**** Provided entries

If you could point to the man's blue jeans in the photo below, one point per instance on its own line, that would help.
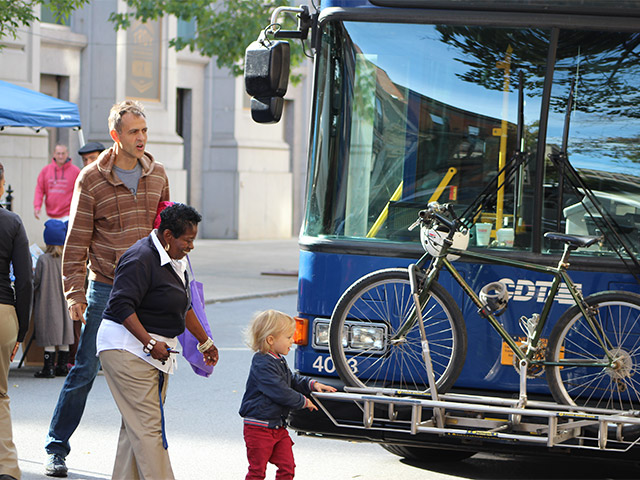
(76, 388)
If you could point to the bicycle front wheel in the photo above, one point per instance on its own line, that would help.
(375, 343)
(617, 387)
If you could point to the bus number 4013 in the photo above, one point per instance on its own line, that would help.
(324, 363)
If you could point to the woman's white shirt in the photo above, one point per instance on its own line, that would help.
(115, 336)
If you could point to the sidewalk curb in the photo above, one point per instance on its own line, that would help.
(250, 296)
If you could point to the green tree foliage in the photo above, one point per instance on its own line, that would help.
(17, 13)
(224, 29)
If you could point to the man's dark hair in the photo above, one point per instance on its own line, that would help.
(177, 218)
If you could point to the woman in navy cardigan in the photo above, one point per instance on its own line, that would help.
(149, 306)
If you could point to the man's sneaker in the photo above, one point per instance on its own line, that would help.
(55, 466)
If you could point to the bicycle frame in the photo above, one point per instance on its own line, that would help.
(559, 275)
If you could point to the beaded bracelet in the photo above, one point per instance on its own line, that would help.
(206, 345)
(149, 346)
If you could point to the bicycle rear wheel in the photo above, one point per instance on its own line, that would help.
(617, 318)
(369, 349)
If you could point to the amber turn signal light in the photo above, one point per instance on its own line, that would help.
(301, 335)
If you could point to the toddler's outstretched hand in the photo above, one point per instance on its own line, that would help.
(321, 387)
(309, 404)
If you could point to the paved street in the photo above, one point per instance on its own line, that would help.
(203, 427)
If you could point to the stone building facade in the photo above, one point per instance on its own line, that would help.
(246, 179)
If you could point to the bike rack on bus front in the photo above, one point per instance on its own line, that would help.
(490, 418)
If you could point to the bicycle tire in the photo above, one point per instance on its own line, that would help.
(383, 298)
(618, 316)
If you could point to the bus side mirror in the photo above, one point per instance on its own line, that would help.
(266, 77)
(266, 109)
(266, 69)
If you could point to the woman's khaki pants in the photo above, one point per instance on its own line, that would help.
(8, 336)
(134, 385)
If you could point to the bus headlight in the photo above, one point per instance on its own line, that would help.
(355, 336)
(367, 338)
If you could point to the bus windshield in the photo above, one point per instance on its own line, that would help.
(393, 130)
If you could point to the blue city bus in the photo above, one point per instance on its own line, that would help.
(422, 100)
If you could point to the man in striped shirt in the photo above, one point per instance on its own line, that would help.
(114, 205)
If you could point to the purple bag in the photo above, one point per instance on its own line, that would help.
(187, 340)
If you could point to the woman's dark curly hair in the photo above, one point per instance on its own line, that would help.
(177, 218)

********

- _Requirement_
Make an exact copy of the whole listing, but don't bring over any pictures.

- _The completed task_
If you could point to the man's blue jeans in the photo below, one point per instance on its own line, that would help.
(76, 388)
If you could point to the bicycle front wheel in the photo above, one point per instance on its own line, that would help.
(375, 343)
(617, 387)
If you could point to the bus number 4013 in the photo above, one point per instance on its own line, that would help.
(324, 363)
If you could point to the woman's white shirt in the photo above, one point per instance on its own line, that would help.
(115, 336)
If you could point to the sidewalk curb in the photo above, one point per instance on its own line, that would help.
(250, 296)
If you could point to the green tree foliage in the photo above, one point per instance on its own line, that would help.
(17, 13)
(224, 29)
If you could point to the man's dark hair in the photo above, one point per instance on its own line, that would help.
(177, 218)
If you could point to the woman in navy cardigan in the photo above, one point per instance on its own line, that would help.
(149, 306)
If you could point to the man's sneaker in the photo above, one point per instance on its own line, that would help.
(55, 466)
If you could point to the bicycle frame in the photo above, one point per instance on its own line, that would help.
(559, 275)
If you could point to the beaded bracelet in the photo above, one point per instance on its own line, that would help.
(206, 345)
(149, 346)
If you could point to the bicycle rear wheel in the photo above, one point per instance on its own line, that would help.
(617, 318)
(369, 349)
If you could point to the amber turn signal light in the photo above, one point per instance on its own line, that would help.
(301, 335)
If you could point to the toddler's outstretched hand in the photo above, one point per instance on its own line, that would help.
(321, 387)
(309, 404)
If you could point to the paved street in the photo above, one point per instance on its own line, that would help.
(203, 427)
If you could point to the stone building facade in the photo above, one point per instance on its own line, that would help.
(246, 179)
If you could point to the bike rack on bus front in the photo above, one point per instance on its own line, that would help.
(490, 418)
If you could point to the bicycle tire in the photo above, one point per instance on its own line, that would help.
(383, 298)
(618, 316)
If you could point to the bus side mirror in the photo above, one point per instance on its own line, that would help.
(266, 77)
(266, 109)
(266, 69)
If you could point to the woman's khaki pants in the photo above, one point per instance on its own line, that would help.
(8, 336)
(134, 385)
If you could point to the bus headlight in the photo above, one point per instance on its own line, that would help.
(355, 336)
(367, 338)
If you could point to the bus windshield in the photo above, one point per instance on its own line, that would help.
(393, 130)
If you could point to the blue city bus in the photo above, one point per instance on its own line, that would help.
(422, 100)
If you could point to the man in striped shirt in the photo above, one point per instance on its own line, that would help.
(114, 205)
If you could point to the purple bag in the photo above, one point per instance on its own line, that would help.
(187, 340)
If you could point to the woman's dark curly hair in the photo above, one point per instance on its own line, that would help.
(177, 218)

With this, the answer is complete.